++++ Provided text
MACEDON, N.Y. — Just before the July a decade ago when Neha Dhawan turned 11, her mother informed her, “You’re going to Hindu camp this summer.” Invoking her most age-appropriate tone, Neha emitted a diffident, “Oh, yeah?”
Growing up Indian-American in Shreveport, La., was already a conflicted proposition for Neha. As the daughter of two immigrant doctors, she dutifully went with her parents to a Hindu temple and sat through their favorite Bollywood movies. In the other half of her hyphenated life, she joined her middle school’s pep squad and rarely missed an episode of “Lizzie McGuire.”
Despite her ardor to assimilate, she felt acutely set apart. There were maybe two or three other Indian families in her neighborhood. Classmates routinely asked where she went to church. Worst of all, a pupil at Neha’s middle school produced a “hit list” of students who were supposed to be killed, among them several of Indian descent.
So the last thing that Neha wanted that summer of 2004 was to be even more identified as an Indian and a Hindu. This Hindu camp, she figured, had to be for newbies to America. Neha could just imagine them, the girls with nose rings and oily braids, the boys with too-tight jeans and Bata flip-flops. Totally corny.
She did the only thing she could think of doing. The night before leaving for camp, she pretended she had seen a ghost in her bedroom and let out a shriek to peel the paint off the wall. Her mother, detecting the subterfuge, said that maybe Neha was not grown-up enough for summer camp. Neha relented and flew off to upstate New York, to the Hindu Heritage Summer Camp just outside Rochester.
That summer, she says now with retrospection, changed her life. She loved doing morning yoga, her hair still cool and damp from the shower. She discovered a favorite bhajan, a Hindu devotional song. She spoke with her peers and their college-age counselors about dealing with stereotypes and racism. “I realized,” she said, “it’s O.K. to be proud of who you are.”
On a late-July morning this summer, Ms. Dhawan stood in the camp cafeteria being serenaded on her birthday. At age 21, entering her senior year at Tulane, she is now the director of the Hindu Heritage Summer Camp, as well as the embodiment of its success in adapting the American tradition of summer camping for yet another immigrant stream.
From Y.M.C.A. camps through Catholic Youth camps through the Ramah camps of Conservative Judaism, there is a long, rich history of religious and ethnic groups using summer camps to strengthen the denominational and ancestral identity of young people in a polyglot nation with an enticingly secular popular culture.
The Indian immigrants who arrived in the last half-century are relatively recent and especially avid adopters. Shana Sippy, a professor of religion at Carleton College in Minnesota who has studied Hindu-American educational organizations, estimated that 135 such camps now exist. These range from overnight retreats to day camps to sleep-away programs like that of the Hindu Heritage Summer Camp.
A small portion of these camps, Professor Sippy noted, espouse the politics of Hindu nationalism — a potentially divisive premise, given the substantial presence of Muslims, Christians and Sikhs, as well as smaller religious minorities, in India. Most of the camps, though, aim to instill cultural knowledge and show children how to be confident in their Indian background and Hindu faith while feeling wholly part of the American mix.
++++++++
++++ Data excerpts
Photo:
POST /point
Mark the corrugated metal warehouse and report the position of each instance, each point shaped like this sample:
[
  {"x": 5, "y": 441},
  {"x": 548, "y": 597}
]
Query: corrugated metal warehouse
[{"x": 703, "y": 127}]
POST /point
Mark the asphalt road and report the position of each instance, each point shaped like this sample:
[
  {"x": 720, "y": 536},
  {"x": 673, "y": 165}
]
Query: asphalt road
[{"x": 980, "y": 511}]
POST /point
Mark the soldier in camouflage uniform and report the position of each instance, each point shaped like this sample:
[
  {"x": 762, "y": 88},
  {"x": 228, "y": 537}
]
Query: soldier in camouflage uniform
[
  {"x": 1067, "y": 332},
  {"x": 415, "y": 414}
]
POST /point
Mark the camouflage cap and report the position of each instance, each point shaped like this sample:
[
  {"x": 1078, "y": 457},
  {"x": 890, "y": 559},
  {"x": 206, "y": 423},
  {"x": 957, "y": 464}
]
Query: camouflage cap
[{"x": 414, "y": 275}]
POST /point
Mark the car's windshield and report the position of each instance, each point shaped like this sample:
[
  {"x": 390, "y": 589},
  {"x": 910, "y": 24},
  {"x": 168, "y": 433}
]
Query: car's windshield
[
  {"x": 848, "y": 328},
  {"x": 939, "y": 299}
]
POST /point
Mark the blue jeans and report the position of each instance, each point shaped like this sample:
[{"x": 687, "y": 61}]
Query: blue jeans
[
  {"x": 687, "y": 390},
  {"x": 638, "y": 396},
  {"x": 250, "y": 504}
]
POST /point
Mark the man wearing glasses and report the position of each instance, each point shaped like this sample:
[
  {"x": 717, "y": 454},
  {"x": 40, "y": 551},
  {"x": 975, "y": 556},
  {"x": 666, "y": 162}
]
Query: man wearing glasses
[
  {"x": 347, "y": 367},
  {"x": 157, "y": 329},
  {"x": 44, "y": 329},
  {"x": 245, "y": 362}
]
++++++++
## [What is being asked]
Carry on the text about the Hindu heritage summer camp from where it stops.

## [Result of this task]
“I have seen swamis playing games, throwing baseballs, eating ice cream sandwiches with the students and teaching them in very intimate and hands-on ways,” Professor Sippy wrote in an email. (A swami is a Hindu religious teacher.) “Time and again, parents and community leaders have recounted to me how the American conception of camp offers an opportunity for a cultural, religious and, in some cases, linguistic immersion with other American Hindu children. This is understood to be all the more important because within the dominant American and Christian culture, Hindus and Hinduism are often exoticized and maligned.”
Hindu Heritage Summer Camp’s approach is built around a set of hybrid rituals. That most dreaded staple of camp life, morning reveille, is blown on a conch shell in homage to Vishnu, the Hindu god often shown carrying such a shell. One recent morning, a breakfast of bagels and cream cheese was served to the soundtrack of club remixes of Hindu religious songs.
Between their wake-up call and the meal, the campers had assembled in a parking lot that included both a basketball court and a portrait of Lord Rama, another Hindu deity, made of colored rice grains. Gathered in a circle, about 150 children and counselors burst into “Rise and Shine,” an American Christian song about Noah’s Ark — a story that also happens to have a Hindu parallel in the myth of Manu, who helps to save humanity from a great flood.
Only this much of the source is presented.